__PASSAGE FOR REVIEW__:
----
What this all says is that the market was giving away hints that price was ready to trade in a lower range. And we now see shorts are arriving late to the party.
Moving forward, I’d expect these shorts to experience some pain either through high prices or more crab walking.
But what also needs to happen is the market needs to generate some liquidity to the downside. It feels too soon for prices to suddenly make fresh lows. I could see a subtle relief here to reset some of the funding rates and liquidity.
Which is really a good segue to the mid-term view.
For this outlook, we need a bit more time.
My initial impression here is we do go sideways in this range of $25,500 to $28,500 for another few weeks. Ideally, I’d like to see the chart below form a clearer pattern.
It shows CVD spot. It basically tells us if buyers or sellers are in control of the spot volume. If it trends lowers, sellers are dominant. It has been a very reliable indicator for us since the start of this year (using the 4-hour time frame).
I'm waiting for one of three possibilities to unfold. I drew them below. Basically the CVD spot metric either fails to return to the white trend lines and drops lower… Or it returns… Or it breaks above it.
I’d like to see what happens here before getting too confident in anything.
While we wait, there is one thing I have in the back of my mind. It’s the simple fact we dropped below the 200-day moving average (MA) last week.
When Bitcoin drops below this moving average, and the next halving is less than a year away, it's historically been a great buy. It also lasts only a month or two. That’s if we view the 2020 pandemic as an anomaly, which I’ll explain a bit more in the next section.
So for the near term, I’m leaning towards a relief rally to take out some overeager shorters. In the mid term, I think we get more sideways action… And eventually a plunge lower for a final shakeout… Followed by a rally that witnesses Bitcoin suck liquidity out of smaller caps, which will drive its dominance in the market higher.
This would signal to the market it’s time to march upward. That’s the event I’m waiting for in the mid-term before getting really excited.
Such a plunge before a run higher is a way to really bring out the biggest bears. It’s also a multi-month scenario.
It’s one that would create lots of liquidity to fuel a major green candle to the upside via a reversal. That would be a very strong sign that the long-term viewpoint is now ready to take center stage.
----
__DATA EXCERPTS__:
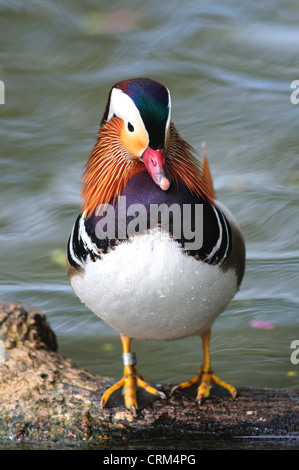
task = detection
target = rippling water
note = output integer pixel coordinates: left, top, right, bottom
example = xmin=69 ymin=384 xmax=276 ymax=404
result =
----
__EXERCISE 1__:
In the Bitcoin market commentary, why does the author keep the drop below the 200-day moving average in mind?
__EXERCISE 2__:
According to the Bitcoin market commentary, in what price range does the author expect sideways movement for another few weeks?
__EXERCISE 3__:
Write the next few sentences of the Bitcoin market commentary, picking up after its final sentence.

__REPLY 1__:
Historically, when Bitcoin has fallen below the 200-day moving average with the next halving less than a year away, it has been a great time to buy. That period has also lasted only a month or two, if the 2020 pandemic is treated as an anomaly.

__REPLY 2__:
Between $25,500 and $28,500.

__REPLY 3__:
Until then, likely best to begin averaging into Bitcoin as it sits below this 200d MA… And wait for the capitulation wick.
This section is a bit shorter.
I made mention of the stat earlier regarding the 200-day MA. And also way back in April where I went into greater detail of my longer term view, which still holds today.
Well, to add on to its importance…
After each Bitcoin halving, price didn't close below this moving average until a major top was in. That’s significant. And something not to ignore. You can see that in the red boxes below. The vertical red lines are halvings and the moving red line is the 200d MA.
The halving is April 2024. Which suggests the mid-term price action I hit on earlier might last 3-5 months. Not just a month or two.
One hesitation that many might have here is the 2020 drop below the 200d MA, and thinking we might see that again. You’re right, we might. That was a black swan type of situation. And black swans are events that are not predictable by definition.
But what I will say is that in 2019, price ran much hotter off its low. Low to high was more than 300% gains from early 2019 to July 2019. We only saw 70% from late 2022 to the April highs this year. The market was not boiling hot like it was in the previous cycle. Which is in part why I think we have more sideways than a slow and painful march lower like July 2019.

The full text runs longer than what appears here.